## REQUIREMENT
Per the news article on Delta police body-worn cameras, until when did the police board extend the camera pilot project?

## READING TEXT
....................
Officers on the Delta Police Department’s new violence suppression team targeting the ongoing gang conflict are now wearing body-worn cameras for officer safety reasons. The move marks the first time that a front-line patrol police team in B.C. will be using body-worn cameras on a regular basis, according to the device’s manufacturer, Axom. (Delta Police Department photo)

Officers on the Delta Police Department’s new violence suppression team targeting the ongoing gang conflict are now wearing body-worn cameras for officer safety reasons. The move marks the first time that a front-line patrol police team in B.C. will be using body-worn cameras on a regular basis, according to the device’s manufacturer, Axom. (Delta Police Department photo)

Delta police anti-gang team first in B.C. to use body-worn cameras

DPD launched interdiction team May 15; have since seized drugs, cash and sword from alleged gangsters

Delta police targeting gangs and gang affiliates are now the first front-line officers in B.C. regularly using body-worn cameras.

On Friday afternoon (May 21), the Delta Police Department announced that members of its recently-launched gang interdiction team have begun to use Axon body-worn cameras as a tool to help increase officer safety.

“The team using the cameras has a mandate to intercept potential gang activity, and interact with those involved in the gang conflict,” DPD Chief Neil Dubord said in a press release. “We want to do everything we can to reduce the risk of violent behaviour by gang members.”

“We must keep our officers safe in order to keep the public safe.”

The department has been conducting a limited-use pilot project involving the body-worn cameras since January of this year, primarily using them during officer training. That pilot was scheduled to conclude at the end of this month.

On Wednesday (May 12), the Delta police board extended the pilot through to September 2021 and approved the additional use for the cameras due to the increased violence seen during the ongoing gang conflict.

“In Richmond we saw alleged gang members actually shoot at police officers following a homicide at the airport,” Delta Mayor and police board chair George Harvie said in a press release. “We wanted to make sure we were doing everything we could as a board to help safeguard both our police officers and the community. This conflict calls for swift action, so we decided to expand the pilot project.”

According to the device’s manufacturer, Axon, the board’s decision marks the first time that a front-line patrol police team in B.C. will be using body-worn cameras on a regular basis.

In the wake of a number of shootings across Metro Vancouver in recent weeks, including the fatal shooting of a corrections officer in North Delta on May 1, the Delta Police Department has taking a number of steps to try and prevent further violence in the community, using a three-pronged strategy focused on interdiction, investigation and prevention.

RELATED: Delta police taking action to address gang conflict (May 17, 2021)

On Saturday, May 15, Delta police launched its new team focused on intercepting any potential gang or related activity and acting as a deterrent through a high-profile presence in public spaces, such as along Scott Road and at popular restaurants.

The team also regularly checks on individuals who must abide by curfews and release conditions.

DPD officers have stepped up visits to locations where gang members are known to frequent and report making some “informative stops” over that first weekend.

In the week since, Delta police have come into contact with a number of known gang members and affiliates, and have seized a sword, drugs and cash related to drug trafficking. Those investigations are ongoing.
....................
## MATERIAL

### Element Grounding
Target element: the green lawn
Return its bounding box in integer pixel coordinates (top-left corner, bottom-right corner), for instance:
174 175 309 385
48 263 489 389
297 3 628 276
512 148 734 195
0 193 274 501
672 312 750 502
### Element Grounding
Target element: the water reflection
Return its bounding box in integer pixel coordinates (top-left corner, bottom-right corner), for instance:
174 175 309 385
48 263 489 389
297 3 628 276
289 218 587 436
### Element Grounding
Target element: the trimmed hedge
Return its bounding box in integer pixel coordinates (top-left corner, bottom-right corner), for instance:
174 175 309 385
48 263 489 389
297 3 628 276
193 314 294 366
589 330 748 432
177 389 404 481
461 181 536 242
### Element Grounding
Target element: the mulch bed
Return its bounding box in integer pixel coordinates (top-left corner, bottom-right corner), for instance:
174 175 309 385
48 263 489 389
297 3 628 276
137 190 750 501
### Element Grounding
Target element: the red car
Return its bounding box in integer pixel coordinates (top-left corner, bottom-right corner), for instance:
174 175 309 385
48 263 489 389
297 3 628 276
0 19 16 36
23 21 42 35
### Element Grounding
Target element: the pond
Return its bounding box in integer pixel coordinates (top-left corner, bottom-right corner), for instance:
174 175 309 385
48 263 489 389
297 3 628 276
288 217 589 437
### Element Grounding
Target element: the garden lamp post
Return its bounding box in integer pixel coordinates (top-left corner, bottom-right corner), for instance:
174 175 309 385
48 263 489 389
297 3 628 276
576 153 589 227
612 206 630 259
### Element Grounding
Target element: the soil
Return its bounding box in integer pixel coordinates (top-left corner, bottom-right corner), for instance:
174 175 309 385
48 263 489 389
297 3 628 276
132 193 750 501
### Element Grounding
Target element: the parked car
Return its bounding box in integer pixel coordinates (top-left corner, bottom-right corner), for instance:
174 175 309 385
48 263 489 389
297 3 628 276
....................
## RIGHT ANSWER
Through to September 2021.